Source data
--------------------
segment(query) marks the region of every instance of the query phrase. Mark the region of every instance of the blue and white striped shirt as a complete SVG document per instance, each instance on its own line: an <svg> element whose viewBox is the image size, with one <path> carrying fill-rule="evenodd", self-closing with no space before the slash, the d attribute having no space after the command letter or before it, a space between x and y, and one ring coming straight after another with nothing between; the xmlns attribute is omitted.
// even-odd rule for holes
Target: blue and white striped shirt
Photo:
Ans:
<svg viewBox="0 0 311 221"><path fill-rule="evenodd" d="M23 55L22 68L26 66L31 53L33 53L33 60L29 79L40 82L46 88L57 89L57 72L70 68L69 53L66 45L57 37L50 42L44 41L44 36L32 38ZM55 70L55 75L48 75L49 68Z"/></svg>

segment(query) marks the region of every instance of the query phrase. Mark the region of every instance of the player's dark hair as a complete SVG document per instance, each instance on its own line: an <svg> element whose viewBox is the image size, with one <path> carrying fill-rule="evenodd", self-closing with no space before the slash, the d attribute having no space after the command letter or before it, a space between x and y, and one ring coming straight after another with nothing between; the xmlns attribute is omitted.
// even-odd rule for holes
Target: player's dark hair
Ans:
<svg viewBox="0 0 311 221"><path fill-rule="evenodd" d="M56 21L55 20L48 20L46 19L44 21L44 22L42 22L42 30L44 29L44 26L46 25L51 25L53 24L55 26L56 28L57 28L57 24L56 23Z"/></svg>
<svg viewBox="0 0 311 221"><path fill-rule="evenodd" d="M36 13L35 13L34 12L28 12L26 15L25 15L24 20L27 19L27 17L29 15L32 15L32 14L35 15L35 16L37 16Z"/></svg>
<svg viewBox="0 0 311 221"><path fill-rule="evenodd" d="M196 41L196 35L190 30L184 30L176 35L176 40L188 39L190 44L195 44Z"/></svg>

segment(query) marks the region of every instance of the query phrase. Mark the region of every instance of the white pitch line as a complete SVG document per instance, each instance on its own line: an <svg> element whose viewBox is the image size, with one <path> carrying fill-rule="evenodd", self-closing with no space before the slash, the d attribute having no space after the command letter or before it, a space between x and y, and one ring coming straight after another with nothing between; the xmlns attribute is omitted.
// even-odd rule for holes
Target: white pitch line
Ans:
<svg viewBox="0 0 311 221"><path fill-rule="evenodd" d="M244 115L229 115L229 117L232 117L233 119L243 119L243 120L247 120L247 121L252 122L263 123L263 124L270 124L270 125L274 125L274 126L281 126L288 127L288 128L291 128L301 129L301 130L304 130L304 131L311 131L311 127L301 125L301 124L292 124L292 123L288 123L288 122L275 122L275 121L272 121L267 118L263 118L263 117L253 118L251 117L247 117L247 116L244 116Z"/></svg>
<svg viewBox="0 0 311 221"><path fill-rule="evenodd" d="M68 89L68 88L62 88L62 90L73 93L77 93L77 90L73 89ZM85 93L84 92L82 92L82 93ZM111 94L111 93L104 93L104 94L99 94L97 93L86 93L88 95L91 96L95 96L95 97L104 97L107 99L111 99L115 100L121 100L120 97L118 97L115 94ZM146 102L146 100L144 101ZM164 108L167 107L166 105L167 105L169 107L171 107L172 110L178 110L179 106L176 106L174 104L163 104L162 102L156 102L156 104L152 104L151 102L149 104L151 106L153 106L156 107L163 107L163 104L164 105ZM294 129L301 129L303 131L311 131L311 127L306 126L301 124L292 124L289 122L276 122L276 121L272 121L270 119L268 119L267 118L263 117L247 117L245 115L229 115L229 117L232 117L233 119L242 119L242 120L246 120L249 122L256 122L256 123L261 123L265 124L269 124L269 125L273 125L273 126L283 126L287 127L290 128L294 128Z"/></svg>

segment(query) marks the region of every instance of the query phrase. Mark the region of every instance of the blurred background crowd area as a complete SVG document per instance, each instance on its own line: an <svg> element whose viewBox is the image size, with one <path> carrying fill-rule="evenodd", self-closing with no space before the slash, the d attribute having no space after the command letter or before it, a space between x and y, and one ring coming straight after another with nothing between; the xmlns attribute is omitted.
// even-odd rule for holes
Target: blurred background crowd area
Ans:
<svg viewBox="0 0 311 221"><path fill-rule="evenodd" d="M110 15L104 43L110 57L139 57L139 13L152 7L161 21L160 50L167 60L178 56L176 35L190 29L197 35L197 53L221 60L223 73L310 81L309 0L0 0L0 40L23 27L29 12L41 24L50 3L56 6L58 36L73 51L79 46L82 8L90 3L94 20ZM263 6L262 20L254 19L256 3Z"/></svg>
--------------------
### WORK TO DO
Convert every line of the rows above into a JSON list of strings, with one string per line and no entries for blank lines.

### SOLUTION
[
  "segment(query) marks the region of every instance of the query phrase. Mark the region of every instance of the blue and white striped shirt as a complete SVG document per instance, each instance on its own line: an <svg> element whose viewBox is the image size, with one <path> carrying fill-rule=\"evenodd\", self-closing with no space before the slash, the d attribute having no space after the command letter or before it, a space between x and y, and one ring coming straight after another with nothing between; the xmlns attribute is omitted.",
  "// even-odd rule for holes",
  "Target: blue and white striped shirt",
  "Photo:",
  "Ans:",
  "<svg viewBox=\"0 0 311 221\"><path fill-rule=\"evenodd\" d=\"M23 55L22 68L26 66L31 53L33 53L33 60L29 79L40 82L46 88L57 89L57 72L70 68L69 53L66 45L57 37L50 42L44 41L44 36L32 38ZM55 70L55 75L48 75L49 68Z\"/></svg>",
  "segment(query) marks the region of every instance of the query phrase. Mark the region of every instance of the player's dark hair as a complete SVG document per instance, each instance on its own line: an <svg> element whose viewBox is the image size, with one <path> carrying fill-rule=\"evenodd\", self-closing with no space before the slash, the d attribute having no space after the command letter or before it, a space between x and y, and one ring coming straight after another with nothing between; the xmlns attribute is omitted.",
  "// even-odd rule for holes",
  "Target: player's dark hair",
  "Ans:",
  "<svg viewBox=\"0 0 311 221\"><path fill-rule=\"evenodd\" d=\"M56 21L55 20L48 20L46 19L44 21L44 22L42 22L42 30L44 29L44 26L46 25L51 25L53 24L55 26L56 28L57 28L57 24L56 23Z\"/></svg>",
  "<svg viewBox=\"0 0 311 221\"><path fill-rule=\"evenodd\" d=\"M36 13L35 13L34 12L28 12L26 15L25 15L24 20L27 19L27 17L29 15L32 15L32 14L35 15L35 16L37 16Z\"/></svg>",
  "<svg viewBox=\"0 0 311 221\"><path fill-rule=\"evenodd\" d=\"M196 41L196 35L190 30L184 30L176 35L176 40L188 39L190 44L195 44Z\"/></svg>",
  "segment(query) marks the region of every instance of the query phrase. Mark the region of every instance of the white pitch line as a complete SVG document per instance, each instance on its own line: an <svg> element whose viewBox is the image size, with one <path> carrying fill-rule=\"evenodd\", self-closing with no space before the slash, the d attribute having no space after the command letter or before it, a space between x and y, and one ring coming straight after another with nothing between; the xmlns attribute is omitted.",
  "// even-odd rule for holes",
  "Target: white pitch line",
  "Ans:",
  "<svg viewBox=\"0 0 311 221\"><path fill-rule=\"evenodd\" d=\"M244 115L229 115L229 117L232 117L233 119L243 119L243 120L247 120L247 121L252 122L263 123L263 124L270 124L270 125L274 125L274 126L281 126L288 127L288 128L291 128L301 129L301 130L304 130L304 131L311 131L311 127L301 125L301 124L292 124L292 123L288 123L288 122L275 122L275 121L272 121L267 118L263 118L263 117L253 118L251 117L247 117L247 116L244 116Z\"/></svg>",
  "<svg viewBox=\"0 0 311 221\"><path fill-rule=\"evenodd\" d=\"M68 89L68 88L62 88L62 90L73 93L77 93L77 90L73 89ZM85 93L84 92L82 92L82 93ZM111 94L111 93L104 93L104 94L99 94L97 93L86 93L88 95L91 96L95 96L95 97L104 97L107 99L111 99L115 100L121 100L120 97L118 97L115 94ZM146 102L146 100L144 101ZM164 108L167 107L166 105L167 105L169 107L171 107L172 110L178 110L179 106L176 106L174 104L163 104L162 102L156 102L156 104L152 104L151 102L149 104L151 106L153 106L156 107L163 107L163 104L164 105ZM294 129L301 129L303 131L311 131L311 127L306 126L301 124L292 124L289 122L276 122L276 121L272 121L270 119L268 119L267 118L263 117L247 117L245 115L229 115L229 117L232 117L233 119L242 119L242 120L246 120L249 122L256 122L256 123L261 123L265 124L269 124L269 125L273 125L273 126L283 126L287 127L290 128L294 128Z\"/></svg>",
  "segment(query) marks the region of every instance of the query phrase. Mark the region of every instance of the blurred background crowd area as a complete SVG document per instance, each instance on its own line: an <svg> element whose viewBox is the image size, with one <path> carrying fill-rule=\"evenodd\", self-closing with no space before the slash, the d attribute having no space after the command letter or before it, a space between x and y, and one ring coming straight after another with nothing between; the xmlns attribute is omitted.",
  "// even-odd rule for holes",
  "Target: blurred background crowd area",
  "Ans:",
  "<svg viewBox=\"0 0 311 221\"><path fill-rule=\"evenodd\" d=\"M110 15L104 43L110 57L139 57L139 13L152 7L161 21L160 50L167 60L178 56L176 35L190 29L197 35L197 53L221 60L223 73L310 81L309 0L0 0L0 40L23 27L29 12L41 24L50 3L56 6L58 36L73 51L79 46L82 8L90 3L94 20ZM263 6L262 20L254 19L256 3Z\"/></svg>"
]